● Stored data entries
══════════════════════════════
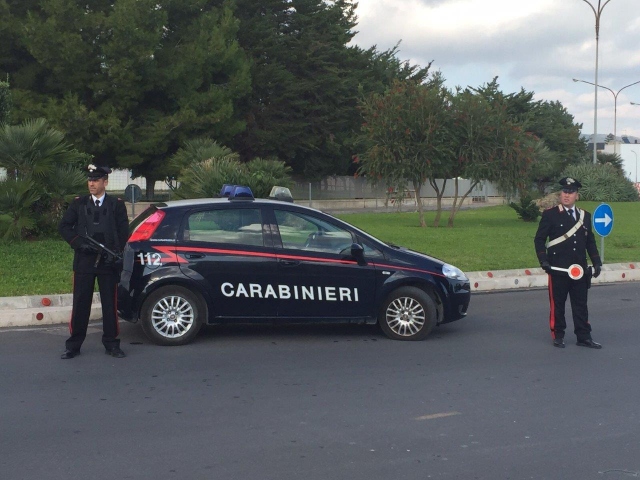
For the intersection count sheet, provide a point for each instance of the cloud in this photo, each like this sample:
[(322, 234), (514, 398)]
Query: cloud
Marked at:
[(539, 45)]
══════════════════════════════
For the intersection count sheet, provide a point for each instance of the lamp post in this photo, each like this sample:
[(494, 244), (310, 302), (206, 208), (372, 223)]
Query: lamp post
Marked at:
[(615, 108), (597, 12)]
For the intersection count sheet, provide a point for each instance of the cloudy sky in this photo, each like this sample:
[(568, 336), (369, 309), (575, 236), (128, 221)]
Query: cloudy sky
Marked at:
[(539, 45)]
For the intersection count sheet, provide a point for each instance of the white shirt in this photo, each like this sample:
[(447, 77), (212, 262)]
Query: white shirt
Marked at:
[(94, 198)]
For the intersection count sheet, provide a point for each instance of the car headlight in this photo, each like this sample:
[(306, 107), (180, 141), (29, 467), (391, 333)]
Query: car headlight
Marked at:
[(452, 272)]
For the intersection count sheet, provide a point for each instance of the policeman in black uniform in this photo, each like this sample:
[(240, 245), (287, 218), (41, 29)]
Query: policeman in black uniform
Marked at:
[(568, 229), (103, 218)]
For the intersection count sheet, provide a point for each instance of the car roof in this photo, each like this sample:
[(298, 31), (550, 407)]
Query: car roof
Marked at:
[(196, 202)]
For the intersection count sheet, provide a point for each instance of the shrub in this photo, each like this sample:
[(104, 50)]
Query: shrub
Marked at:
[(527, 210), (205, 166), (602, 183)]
══════════════════════════════
● Task to carry out
From the data above, return every line from the line that has "Query: white shirt" up to and including the line that has "[(298, 31), (550, 407)]", exactly.

● Answer to this exercise
Query: white shirt
Marked at:
[(94, 198)]
For the intersection count sheet, provide a point for each instance of the car headlight in this photo, each like this sample:
[(306, 107), (180, 141), (29, 467), (391, 333)]
Query: car headlight
Marked at:
[(452, 272)]
For the intersection count sheet, provide a point for each instance of the policeman in black uniform in this photo, each like this sample:
[(240, 245), (287, 218), (41, 29)]
Query: policeman in black uniform
Marked at:
[(568, 229), (103, 218)]
For the intersection count sheet, provide a point for each instance of the car roof in this photo, each like this sample:
[(298, 31), (550, 407)]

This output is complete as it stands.